◆ TRECHO FORNECIDO ◆
____________
Detentor de vários prêmios internacionais de poesia, autor de mais de duas dezenas de obras e incansável ativista na luta pelos direitos humanos, Gelman exibe em sua escritura muitas tendências divergentes, tendo conseguido sintetizar e aprofundar algumas das linhas expressivas mais importantes da poesia do século XX, sem, no entanto, abrir mão de uma dicção particularíssima na qual se percebe um raro encontro de ternura, fúria e beleza.
Dentre os poemários que compõem sua vasta obra cabe destacar Hacia el Sur (obra central na qual Gelman recria sua história com o auxílio de heterônimos à moda de Pessoa),Com/posiciones (no qual dialoga com a tradição da poesia árabe-judaica que floresceu na Espanha muçulmana) e Dibaxu (originalmente escrito em sefardita, língua que os judeus utilizaram na Espanha até 1492).
____________
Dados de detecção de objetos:
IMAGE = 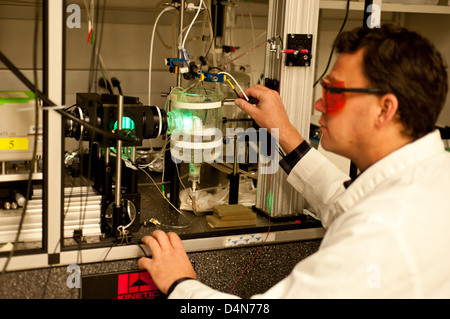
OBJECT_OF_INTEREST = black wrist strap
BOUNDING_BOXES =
[167,277,195,296]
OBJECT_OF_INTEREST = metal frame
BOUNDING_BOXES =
[0,0,325,271]
[256,0,320,217]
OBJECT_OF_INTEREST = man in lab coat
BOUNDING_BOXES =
[139,26,450,298]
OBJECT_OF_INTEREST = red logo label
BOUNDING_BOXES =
[117,271,162,299]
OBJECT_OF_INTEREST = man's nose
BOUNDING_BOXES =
[314,98,326,113]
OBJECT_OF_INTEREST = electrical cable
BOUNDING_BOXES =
[148,7,175,105]
[220,40,268,69]
[1,0,40,277]
[0,51,136,142]
[313,0,350,87]
[219,71,250,102]
[179,0,206,49]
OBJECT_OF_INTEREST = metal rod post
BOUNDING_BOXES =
[114,95,123,207]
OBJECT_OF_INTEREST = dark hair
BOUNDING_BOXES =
[334,25,448,139]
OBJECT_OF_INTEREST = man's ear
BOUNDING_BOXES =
[376,93,398,127]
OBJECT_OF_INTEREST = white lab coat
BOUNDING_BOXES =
[170,131,450,299]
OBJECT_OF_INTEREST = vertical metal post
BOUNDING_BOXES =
[114,95,123,207]
[44,0,65,264]
[177,0,185,86]
[255,0,319,217]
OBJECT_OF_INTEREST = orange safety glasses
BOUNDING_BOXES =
[320,79,385,114]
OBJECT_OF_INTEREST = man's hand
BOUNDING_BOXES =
[138,230,197,294]
[234,85,303,154]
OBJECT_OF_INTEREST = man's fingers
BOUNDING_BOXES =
[234,99,259,121]
[138,257,153,272]
[167,232,184,249]
[152,229,172,250]
[141,236,161,256]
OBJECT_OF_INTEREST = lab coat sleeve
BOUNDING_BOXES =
[287,148,349,228]
[169,280,239,299]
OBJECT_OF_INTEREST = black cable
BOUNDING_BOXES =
[313,0,350,87]
[0,51,136,142]
[1,0,40,277]
[205,5,215,61]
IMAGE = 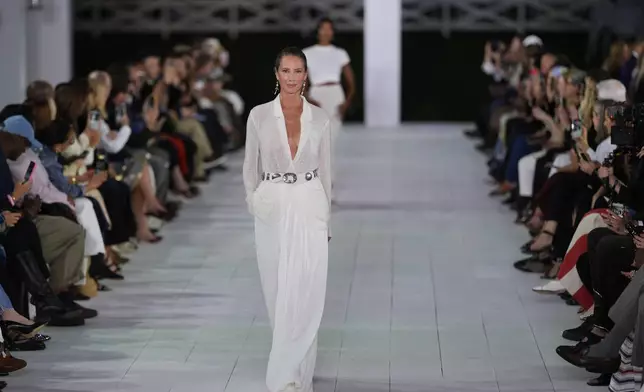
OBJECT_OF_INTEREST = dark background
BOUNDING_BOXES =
[74,32,588,122]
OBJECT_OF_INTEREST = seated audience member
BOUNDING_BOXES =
[0,131,89,326]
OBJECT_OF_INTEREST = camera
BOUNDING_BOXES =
[95,149,109,173]
[89,110,101,130]
[570,120,584,140]
[606,103,644,154]
[625,220,644,237]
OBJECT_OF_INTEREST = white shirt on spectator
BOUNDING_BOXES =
[588,136,617,163]
[481,61,505,82]
[304,45,351,86]
[99,120,132,154]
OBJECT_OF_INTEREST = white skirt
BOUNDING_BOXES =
[309,84,345,140]
[252,178,329,392]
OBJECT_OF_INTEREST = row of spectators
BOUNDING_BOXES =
[466,35,644,391]
[0,39,245,389]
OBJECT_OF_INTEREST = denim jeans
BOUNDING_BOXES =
[0,286,13,312]
[0,245,13,312]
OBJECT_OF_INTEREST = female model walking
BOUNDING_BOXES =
[304,18,355,139]
[243,48,331,392]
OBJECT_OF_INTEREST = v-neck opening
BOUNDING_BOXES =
[278,98,305,164]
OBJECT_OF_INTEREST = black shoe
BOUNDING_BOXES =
[32,333,51,342]
[89,254,125,280]
[556,343,620,374]
[8,339,47,351]
[561,316,594,342]
[2,320,48,335]
[514,256,551,274]
[58,293,98,320]
[36,308,85,327]
[586,373,613,387]
[463,129,482,138]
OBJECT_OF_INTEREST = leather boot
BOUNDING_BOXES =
[16,251,85,327]
[0,343,27,373]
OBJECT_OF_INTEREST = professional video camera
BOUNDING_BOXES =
[606,103,644,155]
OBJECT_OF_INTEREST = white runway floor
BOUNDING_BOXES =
[5,125,605,392]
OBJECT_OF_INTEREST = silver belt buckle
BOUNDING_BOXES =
[283,173,297,184]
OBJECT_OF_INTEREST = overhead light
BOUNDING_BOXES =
[27,0,43,10]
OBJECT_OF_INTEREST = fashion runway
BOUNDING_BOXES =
[7,125,596,392]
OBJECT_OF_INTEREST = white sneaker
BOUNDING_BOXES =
[532,280,566,294]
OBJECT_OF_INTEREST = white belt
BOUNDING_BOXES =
[262,169,318,184]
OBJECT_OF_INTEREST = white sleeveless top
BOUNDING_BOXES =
[304,45,351,86]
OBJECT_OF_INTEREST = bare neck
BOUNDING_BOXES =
[280,92,303,109]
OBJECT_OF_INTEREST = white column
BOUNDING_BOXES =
[0,0,27,109]
[364,0,402,127]
[26,0,73,86]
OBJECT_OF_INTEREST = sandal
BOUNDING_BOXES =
[530,230,555,253]
[541,259,562,279]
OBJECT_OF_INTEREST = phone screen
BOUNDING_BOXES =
[147,96,154,109]
[23,161,36,182]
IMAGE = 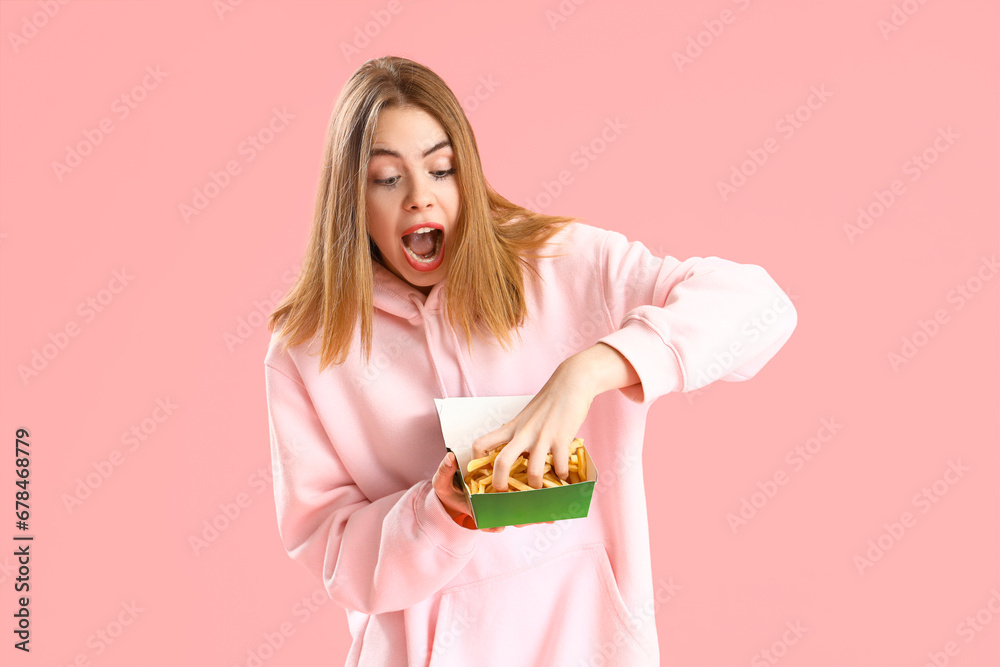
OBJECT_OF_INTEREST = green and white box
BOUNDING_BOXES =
[434,394,597,528]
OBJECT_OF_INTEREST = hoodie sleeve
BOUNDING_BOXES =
[598,231,798,405]
[264,365,477,614]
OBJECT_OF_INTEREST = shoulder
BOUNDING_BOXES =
[544,218,625,266]
[264,324,316,382]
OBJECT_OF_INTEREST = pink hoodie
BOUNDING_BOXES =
[264,221,797,667]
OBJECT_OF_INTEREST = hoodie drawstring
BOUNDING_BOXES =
[444,322,476,396]
[410,294,448,398]
[410,294,476,398]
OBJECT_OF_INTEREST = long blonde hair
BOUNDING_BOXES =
[268,56,575,371]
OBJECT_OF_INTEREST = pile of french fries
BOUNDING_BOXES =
[465,438,587,493]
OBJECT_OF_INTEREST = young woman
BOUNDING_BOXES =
[264,57,796,667]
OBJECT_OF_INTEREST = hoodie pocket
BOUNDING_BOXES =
[429,543,653,667]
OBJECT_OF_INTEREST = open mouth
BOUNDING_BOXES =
[400,225,444,264]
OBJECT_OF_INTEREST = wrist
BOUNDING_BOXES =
[563,342,639,398]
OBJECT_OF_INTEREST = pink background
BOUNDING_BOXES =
[0,0,1000,667]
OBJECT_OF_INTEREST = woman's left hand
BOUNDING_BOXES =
[472,343,635,491]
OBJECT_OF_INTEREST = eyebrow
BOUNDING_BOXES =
[371,139,451,160]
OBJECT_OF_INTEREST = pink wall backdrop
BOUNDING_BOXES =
[0,0,1000,667]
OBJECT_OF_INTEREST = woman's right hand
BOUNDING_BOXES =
[433,452,504,533]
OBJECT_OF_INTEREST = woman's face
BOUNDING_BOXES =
[365,107,459,295]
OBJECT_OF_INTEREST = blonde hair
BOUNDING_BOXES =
[268,56,574,371]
____________
◆ O EXERCÍCIO ◆
Transcreva na íntegra e sem nenhuma alteração o trecho sobre a poesia de Gelman.

◆ RESPOSTA DA TAREFA ◆
Detentor de vários prêmios internacionais de poesia, autor de mais de duas dezenas de obras e incansável ativista na luta pelos direitos humanos, Gelman exibe em sua escritura muitas tendências divergentes, tendo conseguido sintetizar e aprofundar algumas das linhas expressivas mais importantes da poesia do século XX, sem, no entanto, abrir mão de uma dicção particularíssima na qual se percebe um raro encontro de ternura, fúria e beleza.
Dentre os poemários que compõem sua vasta obra cabe destacar Hacia el Sur (obra central na qual Gelman recria sua história com o auxílio de heterônimos à moda de Pessoa),Com/posiciones (no qual dialoga com a tradição da poesia árabe-judaica que floresceu na Espanha muçulmana) e Dibaxu (originalmente escrito em sefardita, língua que os judeus utilizaram na Espanha até 1492).